** Start of Material for this exercise **

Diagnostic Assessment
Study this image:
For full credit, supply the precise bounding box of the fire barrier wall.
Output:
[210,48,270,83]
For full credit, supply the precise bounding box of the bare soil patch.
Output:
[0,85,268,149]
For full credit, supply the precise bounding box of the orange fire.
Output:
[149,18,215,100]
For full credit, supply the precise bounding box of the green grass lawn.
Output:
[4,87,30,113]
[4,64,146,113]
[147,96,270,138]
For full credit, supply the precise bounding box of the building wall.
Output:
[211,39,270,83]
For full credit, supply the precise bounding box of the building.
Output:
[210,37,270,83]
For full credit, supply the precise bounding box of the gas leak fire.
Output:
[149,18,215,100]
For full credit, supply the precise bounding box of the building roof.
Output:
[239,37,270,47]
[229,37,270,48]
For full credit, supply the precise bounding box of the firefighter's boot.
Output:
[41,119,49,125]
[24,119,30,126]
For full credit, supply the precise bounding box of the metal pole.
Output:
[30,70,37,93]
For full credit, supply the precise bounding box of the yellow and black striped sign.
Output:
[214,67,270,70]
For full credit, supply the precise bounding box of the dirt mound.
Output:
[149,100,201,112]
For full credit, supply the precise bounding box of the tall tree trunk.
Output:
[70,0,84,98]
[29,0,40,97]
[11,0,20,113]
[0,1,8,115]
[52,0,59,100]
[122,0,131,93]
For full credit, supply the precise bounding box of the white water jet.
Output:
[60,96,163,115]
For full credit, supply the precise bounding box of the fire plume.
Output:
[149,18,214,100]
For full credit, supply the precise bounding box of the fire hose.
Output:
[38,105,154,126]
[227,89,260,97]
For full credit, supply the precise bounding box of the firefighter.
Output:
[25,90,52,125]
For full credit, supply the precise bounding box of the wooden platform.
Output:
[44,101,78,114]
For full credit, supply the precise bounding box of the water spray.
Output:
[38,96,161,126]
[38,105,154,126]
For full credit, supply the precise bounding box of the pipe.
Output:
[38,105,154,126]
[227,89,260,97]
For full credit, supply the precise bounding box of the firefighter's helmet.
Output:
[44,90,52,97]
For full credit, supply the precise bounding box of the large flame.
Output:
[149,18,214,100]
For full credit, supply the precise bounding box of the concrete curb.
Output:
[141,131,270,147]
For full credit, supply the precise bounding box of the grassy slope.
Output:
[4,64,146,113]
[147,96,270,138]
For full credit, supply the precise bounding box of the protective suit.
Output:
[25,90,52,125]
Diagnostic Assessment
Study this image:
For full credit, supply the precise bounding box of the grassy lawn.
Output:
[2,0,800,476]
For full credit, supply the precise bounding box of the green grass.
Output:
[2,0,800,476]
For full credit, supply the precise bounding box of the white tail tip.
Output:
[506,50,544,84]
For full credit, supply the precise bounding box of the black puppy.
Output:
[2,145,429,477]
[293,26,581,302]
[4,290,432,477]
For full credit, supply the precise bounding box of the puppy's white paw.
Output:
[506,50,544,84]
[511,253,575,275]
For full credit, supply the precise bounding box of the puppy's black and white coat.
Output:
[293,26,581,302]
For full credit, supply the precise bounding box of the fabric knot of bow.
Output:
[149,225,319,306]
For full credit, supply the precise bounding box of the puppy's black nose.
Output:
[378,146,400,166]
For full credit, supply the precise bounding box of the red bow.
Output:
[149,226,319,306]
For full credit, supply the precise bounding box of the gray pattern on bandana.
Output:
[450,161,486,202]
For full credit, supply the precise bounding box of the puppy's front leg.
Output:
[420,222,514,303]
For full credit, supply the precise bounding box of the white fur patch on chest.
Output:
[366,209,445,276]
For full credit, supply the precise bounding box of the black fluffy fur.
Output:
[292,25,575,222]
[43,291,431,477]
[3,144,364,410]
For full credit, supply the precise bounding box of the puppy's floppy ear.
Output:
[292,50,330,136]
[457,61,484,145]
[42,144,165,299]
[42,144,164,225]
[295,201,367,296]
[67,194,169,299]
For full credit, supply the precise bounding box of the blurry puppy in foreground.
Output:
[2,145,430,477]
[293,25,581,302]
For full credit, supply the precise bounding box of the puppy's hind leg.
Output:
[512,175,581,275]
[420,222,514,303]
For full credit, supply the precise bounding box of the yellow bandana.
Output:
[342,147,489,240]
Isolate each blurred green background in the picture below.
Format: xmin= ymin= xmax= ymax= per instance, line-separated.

** End of Material for this exercise **

**Aim of the task**
Turn every line of the data above into a numbered list, leaving out any blank lines.

**Result of this task**
1. Diagnostic Assessment
2. Study this image:
3. For full credit, supply the precise bounding box of the fire barrier wall.
4. Output:
5. [210,48,270,83]
6. For full credit, supply the precise bounding box of the bare soil patch.
7. Output:
8. [0,85,268,149]
9. For full credit, supply the precise bounding box of the orange fire.
10. Output:
11. [149,18,215,100]
12. For full credit, supply the precise bounding box of the green grass lawn.
13. Output:
14. [4,87,30,113]
15. [4,64,146,113]
16. [147,96,270,138]
17. For full credit, supply the precise bounding box of the building wall.
18. Output:
19. [211,39,270,83]
20. For full credit, supply the precise bounding box of the building.
21. Output:
22. [210,37,270,83]
23. For full credit, supply the precise bounding box of the gas leak fire.
24. Output:
25. [149,18,215,100]
26. For full credit, supply the precise bounding box of the building roof.
27. Output:
28. [239,37,270,47]
29. [229,37,270,48]
30. For full credit, supply the precise bounding box of the firefighter's boot.
31. Output:
32. [41,119,49,125]
33. [24,119,30,126]
34. For full credit, supply the precise bounding box of the metal pole.
35. Output:
36. [30,70,37,93]
37. For full credit, supply the precise bounding box of the yellow and black striped sign.
38. Output:
39. [214,67,270,70]
40. For full credit, supply the precise bounding box of the dirt mound.
41. Output:
42. [149,100,201,112]
43. For full credit, supply the precise bounding box of the tall tree trunk.
44. Output:
45. [70,0,84,98]
46. [29,0,40,97]
47. [11,0,20,113]
48. [0,1,8,115]
49. [52,0,59,100]
50. [122,0,131,93]
51. For full credit, supply the precise bounding box of the white water jet.
52. Output:
53. [60,96,163,115]
54. For full credit, supply the precise bounding box of the fire plume.
55. Output:
56. [149,18,214,100]
57. For full credit, supply the precise bounding box of the fire hose.
58. Output:
59. [38,105,154,126]
60. [227,89,260,97]
61. For full credit, supply the precise bounding box of the firefighter.
62. Output:
63. [25,90,52,125]
64. For full credit, supply the precise bounding box of the wooden platform.
65. Output:
66. [44,101,78,114]
67. For full credit, supply the precise bounding box of the water spray.
68. Output:
69. [38,96,161,126]
70. [38,105,154,126]
71. For full credit, supply the precise bounding box of the pipe.
72. Output:
73. [38,105,154,126]
74. [227,89,260,97]
75. For full credit, supply the precise bounding box of the firefighter's helmet.
76. Output:
77. [44,90,52,97]
78. For full credit, supply the precise bounding box of the large flame.
79. Output:
80. [149,18,214,100]
81. For full credit, supply the precise bounding box of the concrete curb.
82. Output:
83. [141,131,270,147]
84. For full credit, supply the precise bounding box of the grassy slope.
85. Output:
86. [4,64,146,113]
87. [147,96,270,138]
88. For full credit, supply the precise bounding box of the protective suit.
89. Output:
90. [25,90,52,125]
91. Diagnostic Assessment
92. Study this image:
93. For full credit, supply the precise bounding box of the grassy lawn.
94. Output:
95. [2,0,800,476]
96. For full credit, supply the precise bounding box of the green grass.
97. Output:
98. [2,0,800,476]
99. For full credit, supply the precise bounding box of the white tail tip.
100. Output:
101. [506,50,544,84]
102. For full credit, supply the precise bounding box of the black puppy.
103. Output:
104. [2,145,429,477]
105. [293,26,581,302]
106. [4,290,432,477]
107. For full credit, supply the precise bounding box of the puppy's white paw.
108. Output:
109. [506,50,544,84]
110. [511,253,575,275]
111. For full credit, supply the precise bounding box of the puppy's black and white coat.
112. Output:
113. [293,26,581,302]
114. For full credit, supply the precise bounding box of the fabric knot of bow.
115. Output:
116. [149,225,319,306]
117. For full credit, supply the precise bounding box of the puppy's black nose.
118. Output:
119. [378,146,400,166]
120. For full credit, supply the precise bounding box of the red bow.
121. Output:
122. [149,226,319,306]
123. For full credit, supply the precise bounding box of the gray pattern on bandana.
124. Output:
125. [450,161,486,202]
126. For full credit, supply the precise bounding box of the puppy's front leg.
127. Output:
128. [420,222,514,303]
129. For full credit, supply the precise bounding box of the white fur patch on chest.
130. Output:
131. [366,209,445,276]
132. For full credit, supply the precise bounding box of the black fluffy fur.
133. Output:
134. [292,25,575,222]
135. [43,291,431,477]
136. [3,144,364,410]
137. For full credit, supply the precise bounding box of the puppy's floppy ear.
138. Output:
139. [292,50,330,136]
140. [457,61,484,145]
141. [42,144,165,299]
142. [42,144,164,225]
143. [295,201,367,296]
144. [67,194,169,299]
145. For full credit, supply the precise bounding box of the blurry puppy in foreground.
146. Output:
147. [2,145,430,477]
148. [293,25,581,302]
149. For full credit, supply the precise bounding box of the puppy's hind leg.
150. Output:
151. [512,175,581,275]
152. [420,222,514,303]
153. For full credit, supply the precise bounding box of the yellow bandana.
154. Output:
155. [342,147,489,240]
156. Isolate each blurred green background in the picture below.
157. Format: xmin= ymin= xmax= ymax= per instance, line-separated.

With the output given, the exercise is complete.